Request
Return, character for character, the lines from the one bearing "Expected: a marker on each instance of the handrail, one" through the end of the material. Omit everything before that line.

### Supplied entries

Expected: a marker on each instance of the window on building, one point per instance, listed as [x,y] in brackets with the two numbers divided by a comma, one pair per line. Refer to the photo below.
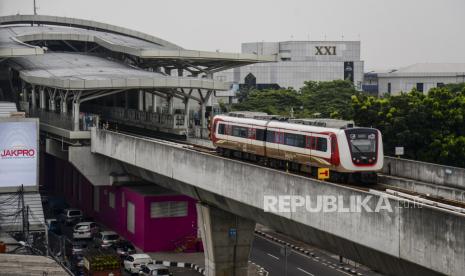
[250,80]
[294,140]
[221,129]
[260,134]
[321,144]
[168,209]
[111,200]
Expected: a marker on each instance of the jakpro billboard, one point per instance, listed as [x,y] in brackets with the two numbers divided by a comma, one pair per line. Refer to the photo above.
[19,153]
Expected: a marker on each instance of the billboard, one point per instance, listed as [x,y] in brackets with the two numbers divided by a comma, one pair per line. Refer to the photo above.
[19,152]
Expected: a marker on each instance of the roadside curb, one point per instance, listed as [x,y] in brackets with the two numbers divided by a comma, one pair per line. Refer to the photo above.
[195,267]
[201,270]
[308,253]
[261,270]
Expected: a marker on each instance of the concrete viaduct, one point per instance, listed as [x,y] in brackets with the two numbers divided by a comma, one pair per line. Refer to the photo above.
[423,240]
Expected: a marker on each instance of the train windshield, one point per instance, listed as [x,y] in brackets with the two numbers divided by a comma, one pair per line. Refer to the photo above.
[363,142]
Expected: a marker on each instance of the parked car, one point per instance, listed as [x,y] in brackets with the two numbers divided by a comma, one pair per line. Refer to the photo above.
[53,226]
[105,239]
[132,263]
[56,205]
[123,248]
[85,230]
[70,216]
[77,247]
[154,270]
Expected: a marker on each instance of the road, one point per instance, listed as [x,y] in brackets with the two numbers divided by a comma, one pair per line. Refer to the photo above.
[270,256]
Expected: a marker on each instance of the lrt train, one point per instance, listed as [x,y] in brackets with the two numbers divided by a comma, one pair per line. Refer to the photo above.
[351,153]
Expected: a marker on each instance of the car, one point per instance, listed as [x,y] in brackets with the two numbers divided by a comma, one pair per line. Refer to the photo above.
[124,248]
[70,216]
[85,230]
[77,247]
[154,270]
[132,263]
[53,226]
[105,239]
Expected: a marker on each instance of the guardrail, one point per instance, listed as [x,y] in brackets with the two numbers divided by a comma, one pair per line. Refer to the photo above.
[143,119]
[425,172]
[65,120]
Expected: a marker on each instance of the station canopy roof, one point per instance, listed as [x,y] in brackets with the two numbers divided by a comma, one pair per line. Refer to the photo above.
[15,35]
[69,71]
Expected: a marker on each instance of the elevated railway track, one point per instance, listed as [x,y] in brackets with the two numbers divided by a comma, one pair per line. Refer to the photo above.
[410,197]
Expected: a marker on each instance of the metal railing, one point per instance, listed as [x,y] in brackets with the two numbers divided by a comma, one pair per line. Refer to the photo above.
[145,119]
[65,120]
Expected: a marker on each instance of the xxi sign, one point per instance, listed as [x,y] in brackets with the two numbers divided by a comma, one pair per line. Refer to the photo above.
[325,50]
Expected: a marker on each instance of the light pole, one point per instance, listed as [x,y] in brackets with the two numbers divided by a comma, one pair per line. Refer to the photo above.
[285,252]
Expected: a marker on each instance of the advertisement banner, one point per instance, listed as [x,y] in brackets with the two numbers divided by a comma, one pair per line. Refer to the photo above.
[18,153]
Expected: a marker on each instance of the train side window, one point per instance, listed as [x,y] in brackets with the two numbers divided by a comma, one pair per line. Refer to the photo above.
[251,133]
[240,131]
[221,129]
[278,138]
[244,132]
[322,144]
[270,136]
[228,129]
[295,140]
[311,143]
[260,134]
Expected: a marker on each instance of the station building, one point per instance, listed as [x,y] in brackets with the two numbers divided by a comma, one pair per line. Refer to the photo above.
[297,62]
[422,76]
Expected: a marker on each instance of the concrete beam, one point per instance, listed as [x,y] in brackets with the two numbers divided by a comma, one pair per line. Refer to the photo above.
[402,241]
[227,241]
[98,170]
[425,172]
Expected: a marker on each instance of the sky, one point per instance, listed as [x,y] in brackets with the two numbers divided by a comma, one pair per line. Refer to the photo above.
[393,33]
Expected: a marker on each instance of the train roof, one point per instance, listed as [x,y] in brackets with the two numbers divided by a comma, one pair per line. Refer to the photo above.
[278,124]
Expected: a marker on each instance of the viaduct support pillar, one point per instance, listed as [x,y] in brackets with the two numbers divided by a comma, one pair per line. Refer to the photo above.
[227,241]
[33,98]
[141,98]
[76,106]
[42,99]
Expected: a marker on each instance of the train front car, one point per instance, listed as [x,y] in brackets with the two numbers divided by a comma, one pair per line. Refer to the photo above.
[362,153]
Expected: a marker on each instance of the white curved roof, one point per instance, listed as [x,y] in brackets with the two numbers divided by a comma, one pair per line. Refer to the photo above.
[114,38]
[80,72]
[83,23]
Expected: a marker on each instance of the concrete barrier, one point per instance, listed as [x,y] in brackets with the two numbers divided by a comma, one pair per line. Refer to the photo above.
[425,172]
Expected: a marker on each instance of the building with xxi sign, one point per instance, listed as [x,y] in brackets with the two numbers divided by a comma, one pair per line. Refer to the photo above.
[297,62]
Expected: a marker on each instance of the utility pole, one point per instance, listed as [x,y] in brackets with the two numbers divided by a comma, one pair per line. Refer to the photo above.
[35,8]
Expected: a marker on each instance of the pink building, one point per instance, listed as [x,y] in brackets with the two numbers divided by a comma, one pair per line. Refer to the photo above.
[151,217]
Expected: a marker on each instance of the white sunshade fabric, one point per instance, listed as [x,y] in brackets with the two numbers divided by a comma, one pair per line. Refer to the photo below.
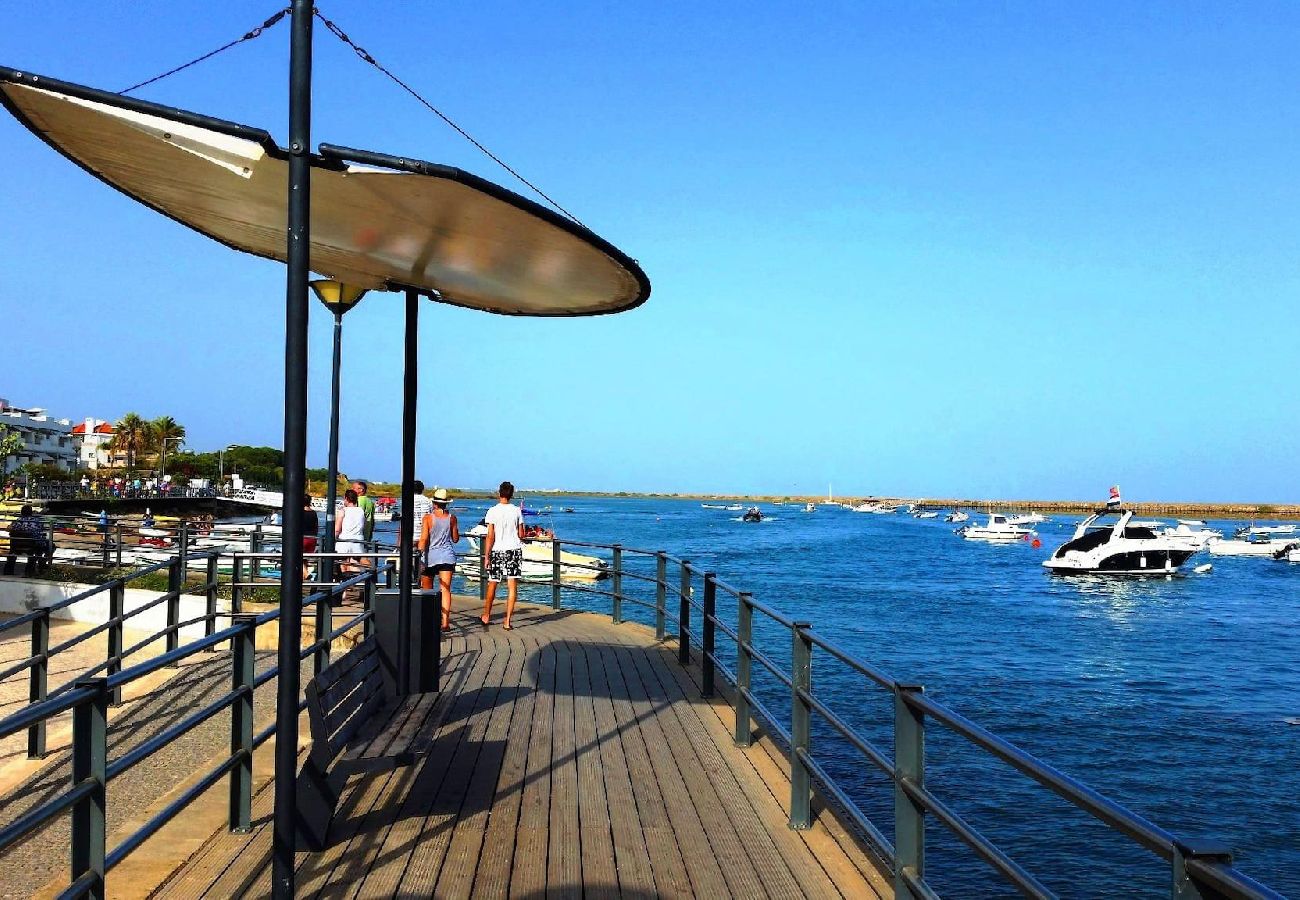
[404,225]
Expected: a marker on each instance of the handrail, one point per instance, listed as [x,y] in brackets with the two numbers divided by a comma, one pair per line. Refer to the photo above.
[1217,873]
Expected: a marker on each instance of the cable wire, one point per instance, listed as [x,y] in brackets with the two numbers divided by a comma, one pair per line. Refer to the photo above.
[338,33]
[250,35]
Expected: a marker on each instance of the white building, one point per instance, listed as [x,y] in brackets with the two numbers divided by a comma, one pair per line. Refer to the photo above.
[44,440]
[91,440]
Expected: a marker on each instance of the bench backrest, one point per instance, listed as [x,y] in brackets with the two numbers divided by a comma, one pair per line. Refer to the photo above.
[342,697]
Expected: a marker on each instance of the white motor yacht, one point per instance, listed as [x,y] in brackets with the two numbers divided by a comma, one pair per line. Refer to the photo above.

######

The result
Expected: a marker on each instance of the handrail, one point per instance, listed as [x,y] in brackets with the two numbers divided by a comma, one pair per line. Refer to the photo above.
[1217,873]
Expected: a marker on each instance of the cable wire, one point per instance, listed as [x,y] in brackets with the two numbers divided by a comma, one pair per line. Refer to the photo above.
[338,33]
[250,35]
Expected: a marker on each instance of the white building, one point per instance, listed as [x,y] in brackets with the two numbers divided by a comma, one pair per line. Refer to the photo above.
[44,440]
[91,440]
Expected: a marker on each instance of the bench backrest, one point per instance, listed as [x,y] in brackets with the two numbers divided by a comma, one pair per line. Refer to the photo above.
[342,697]
Expected: a marker on each instance of the white motor yacht, one point per instance, listed as [x,y] in brackets with the two numbers divided by a comma, one pair per line. Refer to the photo above.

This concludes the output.